§ **QUOTED PASSAGE**
......

Tango, Anyone?

Michael Metzger

Andy Stanley, a prominent US pastor, says Christians hardly do any of the “one anothers.” He’s right, but fixing this requires undoing 500 years of damage.

There are over 50 “one anothers” in the New Testament. Love one another. Submit to one another. They all present a unique challenge. Someone must first be other-oriented. They have to initiate with others. And the recipient must be other-oriented as well. They must reciprocate. The “one anothers” start with seeing others as more important than yourself (Phil. 2:3) but require that recipients reciprocate. It takes two to tango.

And therein lies the problem. The “one anothers” are not a solo act. They’re a never-ending virtuous cycle of initiate/reciprocate. I know folks who regularly initiate with others. They say most never reciprocate. That’s been our experience as well.

That’s been Andy Stanley’s experience in church. At a conference in 2013, the founder of North Point Community Church in Atlanta lamented how Christians hardly do any of the “one anothers.” “When everyone is sitting in rows…you can’t do any one anothers.” He’s right, but does Stanley know why straight lines are a hindrance?

It is a curious fact that no straight lines are to be found in the natural world. The ancients recognized this, depicting life in spheres or circles. It’s also a curious fact that the left hemisphere loves straight lines, not circles. It likes efficiency (the shortest distance between two points is a straight line). The right hemisphere likes effectiveness. By having everyone sit in rows, Stanley’s church is unknowingly left-brain.

......

Stored items:
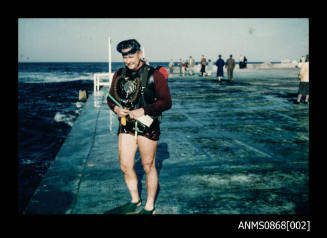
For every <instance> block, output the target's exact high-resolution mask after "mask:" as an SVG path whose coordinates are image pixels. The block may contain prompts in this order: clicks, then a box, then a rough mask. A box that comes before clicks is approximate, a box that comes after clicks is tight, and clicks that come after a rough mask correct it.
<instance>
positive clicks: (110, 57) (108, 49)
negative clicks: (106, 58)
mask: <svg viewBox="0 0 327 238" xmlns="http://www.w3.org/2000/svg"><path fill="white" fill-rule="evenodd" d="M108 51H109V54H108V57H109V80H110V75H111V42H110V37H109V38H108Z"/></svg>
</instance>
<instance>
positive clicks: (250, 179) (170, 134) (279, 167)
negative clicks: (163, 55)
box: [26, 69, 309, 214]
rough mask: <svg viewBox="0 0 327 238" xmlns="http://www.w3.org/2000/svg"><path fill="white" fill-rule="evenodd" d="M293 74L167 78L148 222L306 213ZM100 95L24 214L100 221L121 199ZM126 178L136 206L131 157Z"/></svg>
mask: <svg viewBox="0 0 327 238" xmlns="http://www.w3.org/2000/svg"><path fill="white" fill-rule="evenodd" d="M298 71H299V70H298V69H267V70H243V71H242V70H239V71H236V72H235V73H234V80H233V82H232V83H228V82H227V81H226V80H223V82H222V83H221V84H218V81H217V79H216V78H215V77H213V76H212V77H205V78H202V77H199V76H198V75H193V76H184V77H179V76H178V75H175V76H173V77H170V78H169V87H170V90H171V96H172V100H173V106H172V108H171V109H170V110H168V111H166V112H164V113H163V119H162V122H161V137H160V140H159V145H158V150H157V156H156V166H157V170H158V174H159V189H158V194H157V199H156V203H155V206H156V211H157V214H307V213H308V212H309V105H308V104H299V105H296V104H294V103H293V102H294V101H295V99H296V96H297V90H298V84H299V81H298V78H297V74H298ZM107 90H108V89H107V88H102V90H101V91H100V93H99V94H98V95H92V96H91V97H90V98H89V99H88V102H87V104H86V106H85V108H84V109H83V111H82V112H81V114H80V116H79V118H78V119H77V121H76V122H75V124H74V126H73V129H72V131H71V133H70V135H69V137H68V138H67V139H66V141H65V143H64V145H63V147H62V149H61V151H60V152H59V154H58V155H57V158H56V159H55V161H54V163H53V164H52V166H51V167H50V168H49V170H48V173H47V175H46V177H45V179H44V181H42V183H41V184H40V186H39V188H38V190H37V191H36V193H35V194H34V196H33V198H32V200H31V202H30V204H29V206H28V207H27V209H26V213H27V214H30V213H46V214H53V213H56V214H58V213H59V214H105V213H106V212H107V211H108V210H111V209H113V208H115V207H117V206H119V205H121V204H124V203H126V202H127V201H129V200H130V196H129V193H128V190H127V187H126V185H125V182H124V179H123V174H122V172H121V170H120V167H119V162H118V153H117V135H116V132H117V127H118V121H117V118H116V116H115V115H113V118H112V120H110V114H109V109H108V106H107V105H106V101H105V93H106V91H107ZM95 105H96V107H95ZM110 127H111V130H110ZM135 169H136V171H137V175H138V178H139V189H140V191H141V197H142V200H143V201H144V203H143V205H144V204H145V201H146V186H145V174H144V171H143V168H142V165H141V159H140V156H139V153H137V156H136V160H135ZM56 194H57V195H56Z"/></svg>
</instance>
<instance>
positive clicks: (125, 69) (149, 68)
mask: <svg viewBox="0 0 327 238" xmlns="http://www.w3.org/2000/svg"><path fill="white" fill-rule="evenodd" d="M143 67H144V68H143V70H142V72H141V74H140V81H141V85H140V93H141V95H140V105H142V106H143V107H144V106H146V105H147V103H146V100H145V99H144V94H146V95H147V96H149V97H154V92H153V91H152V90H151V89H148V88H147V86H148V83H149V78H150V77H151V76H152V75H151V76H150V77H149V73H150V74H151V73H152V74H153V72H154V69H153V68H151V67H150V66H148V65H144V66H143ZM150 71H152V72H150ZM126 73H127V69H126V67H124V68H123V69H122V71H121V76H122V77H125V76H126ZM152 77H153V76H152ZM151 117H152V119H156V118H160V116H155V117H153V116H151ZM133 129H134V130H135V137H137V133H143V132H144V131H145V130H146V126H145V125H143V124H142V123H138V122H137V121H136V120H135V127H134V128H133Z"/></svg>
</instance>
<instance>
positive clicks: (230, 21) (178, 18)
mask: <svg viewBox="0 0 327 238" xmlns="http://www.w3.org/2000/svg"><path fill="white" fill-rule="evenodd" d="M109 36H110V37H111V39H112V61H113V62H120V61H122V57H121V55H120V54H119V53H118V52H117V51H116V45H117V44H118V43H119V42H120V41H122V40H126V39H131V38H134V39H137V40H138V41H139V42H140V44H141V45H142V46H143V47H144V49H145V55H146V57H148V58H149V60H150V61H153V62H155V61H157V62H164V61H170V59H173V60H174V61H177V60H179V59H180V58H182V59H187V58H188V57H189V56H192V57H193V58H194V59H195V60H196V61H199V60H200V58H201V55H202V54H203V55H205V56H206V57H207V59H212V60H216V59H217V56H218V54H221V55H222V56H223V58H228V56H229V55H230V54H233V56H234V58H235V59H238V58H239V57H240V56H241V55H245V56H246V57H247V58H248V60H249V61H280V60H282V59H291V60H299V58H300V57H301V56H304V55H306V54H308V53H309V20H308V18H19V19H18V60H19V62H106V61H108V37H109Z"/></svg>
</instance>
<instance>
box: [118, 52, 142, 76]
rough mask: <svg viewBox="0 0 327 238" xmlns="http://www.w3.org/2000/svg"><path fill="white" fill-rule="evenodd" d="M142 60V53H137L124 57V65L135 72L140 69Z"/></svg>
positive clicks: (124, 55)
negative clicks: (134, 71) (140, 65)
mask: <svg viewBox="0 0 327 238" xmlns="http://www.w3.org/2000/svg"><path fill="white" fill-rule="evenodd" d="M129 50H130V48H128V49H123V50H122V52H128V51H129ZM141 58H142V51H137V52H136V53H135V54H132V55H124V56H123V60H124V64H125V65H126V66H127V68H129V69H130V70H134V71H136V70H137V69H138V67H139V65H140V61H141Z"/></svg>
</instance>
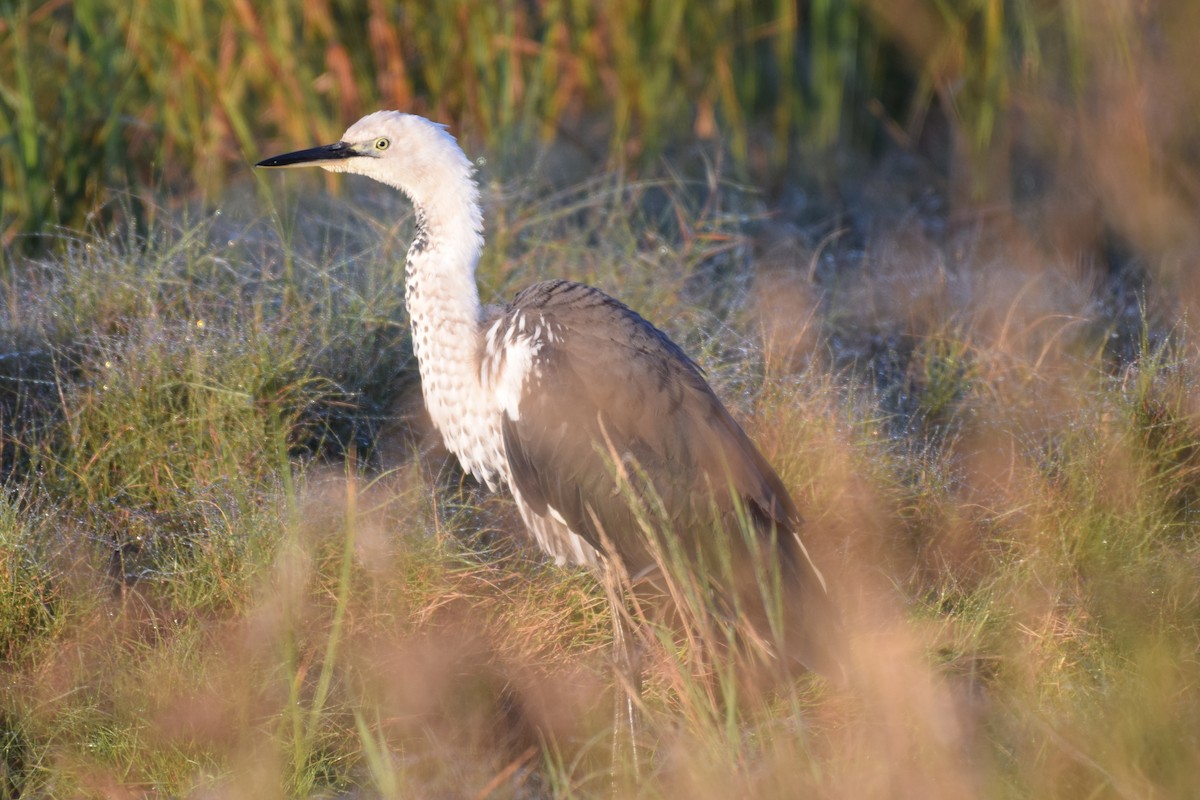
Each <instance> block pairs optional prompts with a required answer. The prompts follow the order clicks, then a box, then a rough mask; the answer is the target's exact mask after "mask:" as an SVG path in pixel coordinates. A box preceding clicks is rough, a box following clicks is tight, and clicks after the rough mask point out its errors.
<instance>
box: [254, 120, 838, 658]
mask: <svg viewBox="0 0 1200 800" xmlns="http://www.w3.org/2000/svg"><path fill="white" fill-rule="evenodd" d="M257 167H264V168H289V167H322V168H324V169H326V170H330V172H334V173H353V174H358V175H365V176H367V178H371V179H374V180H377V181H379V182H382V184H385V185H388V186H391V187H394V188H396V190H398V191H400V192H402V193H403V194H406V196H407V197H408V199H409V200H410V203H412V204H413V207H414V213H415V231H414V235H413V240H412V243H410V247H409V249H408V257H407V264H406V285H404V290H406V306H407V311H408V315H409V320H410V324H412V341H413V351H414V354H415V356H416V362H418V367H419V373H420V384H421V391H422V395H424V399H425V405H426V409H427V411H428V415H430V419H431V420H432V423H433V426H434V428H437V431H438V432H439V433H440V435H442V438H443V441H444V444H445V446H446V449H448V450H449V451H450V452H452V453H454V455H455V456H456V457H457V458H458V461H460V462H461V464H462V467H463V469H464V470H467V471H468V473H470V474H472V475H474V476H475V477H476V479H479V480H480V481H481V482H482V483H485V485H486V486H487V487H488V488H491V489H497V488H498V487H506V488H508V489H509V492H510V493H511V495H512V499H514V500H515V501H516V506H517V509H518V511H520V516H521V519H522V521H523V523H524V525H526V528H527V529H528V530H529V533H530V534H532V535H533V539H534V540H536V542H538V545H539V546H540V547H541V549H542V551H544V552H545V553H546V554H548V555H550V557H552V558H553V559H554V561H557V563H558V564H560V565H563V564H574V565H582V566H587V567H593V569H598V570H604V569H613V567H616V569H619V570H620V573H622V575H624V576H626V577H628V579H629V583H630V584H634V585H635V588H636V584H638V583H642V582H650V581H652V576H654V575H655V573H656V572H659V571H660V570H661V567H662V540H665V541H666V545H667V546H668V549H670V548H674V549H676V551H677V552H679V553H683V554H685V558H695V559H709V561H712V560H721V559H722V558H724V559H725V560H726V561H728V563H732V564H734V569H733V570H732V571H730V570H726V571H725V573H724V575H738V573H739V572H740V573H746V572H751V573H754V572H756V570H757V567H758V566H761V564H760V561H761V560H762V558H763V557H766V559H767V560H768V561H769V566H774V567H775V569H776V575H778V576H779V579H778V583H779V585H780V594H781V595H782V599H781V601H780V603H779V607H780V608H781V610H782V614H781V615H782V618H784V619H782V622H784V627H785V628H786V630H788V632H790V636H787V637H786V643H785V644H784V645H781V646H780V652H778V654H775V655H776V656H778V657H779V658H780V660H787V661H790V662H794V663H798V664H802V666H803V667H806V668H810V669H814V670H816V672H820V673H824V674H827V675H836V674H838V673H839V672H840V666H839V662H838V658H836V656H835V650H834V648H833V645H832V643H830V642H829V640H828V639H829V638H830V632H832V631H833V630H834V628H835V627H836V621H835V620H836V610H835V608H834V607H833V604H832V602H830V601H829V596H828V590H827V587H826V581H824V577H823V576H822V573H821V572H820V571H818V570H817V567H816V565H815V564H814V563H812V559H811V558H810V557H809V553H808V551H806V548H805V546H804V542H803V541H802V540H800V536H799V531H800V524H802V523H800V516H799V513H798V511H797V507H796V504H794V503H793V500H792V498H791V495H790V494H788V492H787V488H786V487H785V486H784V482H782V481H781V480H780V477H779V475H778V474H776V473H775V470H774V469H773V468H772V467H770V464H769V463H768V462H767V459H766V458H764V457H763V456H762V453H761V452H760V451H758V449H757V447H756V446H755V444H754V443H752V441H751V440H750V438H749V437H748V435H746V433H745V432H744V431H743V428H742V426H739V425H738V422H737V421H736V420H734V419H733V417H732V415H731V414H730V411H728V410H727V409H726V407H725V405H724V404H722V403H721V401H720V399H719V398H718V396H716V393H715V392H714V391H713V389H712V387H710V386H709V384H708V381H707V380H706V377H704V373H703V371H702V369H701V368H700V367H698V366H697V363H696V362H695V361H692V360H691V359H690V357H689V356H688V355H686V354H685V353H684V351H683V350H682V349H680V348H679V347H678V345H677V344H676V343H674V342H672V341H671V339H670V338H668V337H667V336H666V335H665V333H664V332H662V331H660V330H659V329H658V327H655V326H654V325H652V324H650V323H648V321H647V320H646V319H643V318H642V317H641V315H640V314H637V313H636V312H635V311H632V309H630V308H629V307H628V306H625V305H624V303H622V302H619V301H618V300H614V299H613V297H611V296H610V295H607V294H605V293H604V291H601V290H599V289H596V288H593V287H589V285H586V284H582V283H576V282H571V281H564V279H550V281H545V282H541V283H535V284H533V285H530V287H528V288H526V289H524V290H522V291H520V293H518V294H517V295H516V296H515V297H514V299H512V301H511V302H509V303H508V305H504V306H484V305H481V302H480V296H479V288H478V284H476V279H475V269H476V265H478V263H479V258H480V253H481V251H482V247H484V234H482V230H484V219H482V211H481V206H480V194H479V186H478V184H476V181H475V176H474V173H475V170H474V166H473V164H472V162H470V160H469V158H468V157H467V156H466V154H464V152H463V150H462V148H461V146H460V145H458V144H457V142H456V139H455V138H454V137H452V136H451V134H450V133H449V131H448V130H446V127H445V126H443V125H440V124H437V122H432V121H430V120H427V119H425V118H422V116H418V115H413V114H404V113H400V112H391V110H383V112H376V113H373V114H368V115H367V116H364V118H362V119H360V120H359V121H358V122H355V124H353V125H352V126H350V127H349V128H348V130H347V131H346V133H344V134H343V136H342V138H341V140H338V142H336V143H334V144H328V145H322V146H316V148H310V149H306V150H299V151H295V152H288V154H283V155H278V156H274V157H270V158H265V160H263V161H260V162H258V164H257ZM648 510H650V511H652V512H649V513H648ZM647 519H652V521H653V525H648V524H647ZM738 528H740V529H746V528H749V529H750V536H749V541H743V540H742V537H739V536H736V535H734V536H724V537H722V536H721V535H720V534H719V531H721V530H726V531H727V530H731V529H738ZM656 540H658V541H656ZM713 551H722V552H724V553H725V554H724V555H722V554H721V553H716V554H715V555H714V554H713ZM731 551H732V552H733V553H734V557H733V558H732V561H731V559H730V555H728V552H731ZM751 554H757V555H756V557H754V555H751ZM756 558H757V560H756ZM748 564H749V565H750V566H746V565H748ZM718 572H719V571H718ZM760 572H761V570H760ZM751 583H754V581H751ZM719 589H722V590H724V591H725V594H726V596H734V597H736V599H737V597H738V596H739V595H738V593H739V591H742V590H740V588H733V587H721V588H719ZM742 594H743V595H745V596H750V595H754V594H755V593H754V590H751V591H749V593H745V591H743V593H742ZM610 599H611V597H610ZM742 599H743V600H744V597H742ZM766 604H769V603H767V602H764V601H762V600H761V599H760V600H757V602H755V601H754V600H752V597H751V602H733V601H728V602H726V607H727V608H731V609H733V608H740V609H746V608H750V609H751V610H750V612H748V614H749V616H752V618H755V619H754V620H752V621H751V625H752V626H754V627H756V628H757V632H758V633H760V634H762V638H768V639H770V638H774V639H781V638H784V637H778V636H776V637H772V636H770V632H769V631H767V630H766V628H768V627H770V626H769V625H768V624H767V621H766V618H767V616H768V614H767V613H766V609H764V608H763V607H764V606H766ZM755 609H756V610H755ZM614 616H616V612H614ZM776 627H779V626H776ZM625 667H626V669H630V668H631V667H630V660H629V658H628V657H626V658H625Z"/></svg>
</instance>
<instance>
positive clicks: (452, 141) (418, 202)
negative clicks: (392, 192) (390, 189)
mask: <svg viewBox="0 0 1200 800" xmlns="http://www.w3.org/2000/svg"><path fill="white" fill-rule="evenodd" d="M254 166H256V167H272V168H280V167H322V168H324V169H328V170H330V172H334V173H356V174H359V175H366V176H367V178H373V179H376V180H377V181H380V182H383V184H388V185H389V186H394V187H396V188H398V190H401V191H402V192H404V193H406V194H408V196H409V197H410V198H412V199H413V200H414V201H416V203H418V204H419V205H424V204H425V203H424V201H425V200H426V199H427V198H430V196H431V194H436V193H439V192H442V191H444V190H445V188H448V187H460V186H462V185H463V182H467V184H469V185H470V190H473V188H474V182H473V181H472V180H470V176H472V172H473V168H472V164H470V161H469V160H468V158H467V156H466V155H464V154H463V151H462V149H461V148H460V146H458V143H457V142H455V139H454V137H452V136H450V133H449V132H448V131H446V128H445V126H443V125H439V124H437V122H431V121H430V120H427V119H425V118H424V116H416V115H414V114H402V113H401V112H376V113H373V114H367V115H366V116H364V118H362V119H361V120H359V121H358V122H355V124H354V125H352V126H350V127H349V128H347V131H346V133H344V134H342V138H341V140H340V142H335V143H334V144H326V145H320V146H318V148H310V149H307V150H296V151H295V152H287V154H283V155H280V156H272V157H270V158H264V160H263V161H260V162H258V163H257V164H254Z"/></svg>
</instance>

......

§ **EXERCISES TO COMPLETE**
1/ Transcribe the part of the essay on the “one anothers” starting with "And therein lies" and going on through "experience as well.".
2/ According to the essay on the “one anothers,” how many “one anothers” are there in the New Testament?
3/ Do these statements agree with the essay on the “one anothers”? Answer each with yes or no, and quote the words that settle it.
(a) Andy Stanley spoke about the “one anothers” at a conference in 2013.
(b) The left hemisphere prefers circles to straight lines.
(c) The ancients depicted life in straight lines.
The items were taken from a different source.

§ **COMPLETED EXERCISE**
1/
And therein lies the problem. The “one anothers” are not a solo act. They’re a never-ending virtuous cycle of initiate/reciprocate. I know folks who regularly initiate with others. They say most never reciprocate. That’s been our experience as well.

2/ There are over 50.

3/
(a) Yes: "At a conference in 2013, the founder of North Point Community Church in Atlanta lamented how Christians hardly do any of the “one anothers.”"
(b) No: "the left hemisphere loves straight lines, not circles."
(c) No: "depicting life in spheres or circles."